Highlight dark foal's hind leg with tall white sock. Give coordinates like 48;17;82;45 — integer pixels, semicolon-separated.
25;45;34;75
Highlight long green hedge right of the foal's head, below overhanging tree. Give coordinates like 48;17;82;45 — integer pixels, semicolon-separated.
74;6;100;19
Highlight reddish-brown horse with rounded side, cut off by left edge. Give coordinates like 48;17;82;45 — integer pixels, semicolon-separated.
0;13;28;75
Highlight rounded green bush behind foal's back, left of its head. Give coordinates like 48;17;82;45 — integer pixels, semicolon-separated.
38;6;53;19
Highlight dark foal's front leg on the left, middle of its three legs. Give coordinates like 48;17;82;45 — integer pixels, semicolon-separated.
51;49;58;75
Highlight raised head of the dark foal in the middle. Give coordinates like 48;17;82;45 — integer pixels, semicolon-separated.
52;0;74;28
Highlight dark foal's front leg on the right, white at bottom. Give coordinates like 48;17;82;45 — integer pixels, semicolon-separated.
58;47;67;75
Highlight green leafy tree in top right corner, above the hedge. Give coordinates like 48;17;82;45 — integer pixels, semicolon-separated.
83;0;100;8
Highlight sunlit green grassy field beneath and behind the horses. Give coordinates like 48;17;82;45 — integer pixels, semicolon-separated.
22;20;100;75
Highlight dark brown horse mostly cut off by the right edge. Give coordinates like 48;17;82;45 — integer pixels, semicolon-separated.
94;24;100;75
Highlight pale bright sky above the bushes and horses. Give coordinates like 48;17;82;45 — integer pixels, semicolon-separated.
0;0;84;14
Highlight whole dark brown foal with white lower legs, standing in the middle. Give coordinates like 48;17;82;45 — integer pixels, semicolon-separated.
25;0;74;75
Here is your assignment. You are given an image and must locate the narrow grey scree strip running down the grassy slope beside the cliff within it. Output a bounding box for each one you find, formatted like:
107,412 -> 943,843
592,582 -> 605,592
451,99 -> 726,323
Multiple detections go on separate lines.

• **The problem**: Set down only the line containing "107,412 -> 943,843" and the lines after it through the end, exactly as they appear above.

• **Result for this task**:
107,412 -> 943,843
592,582 -> 605,592
451,99 -> 726,323
Multiple detections go on separate lines.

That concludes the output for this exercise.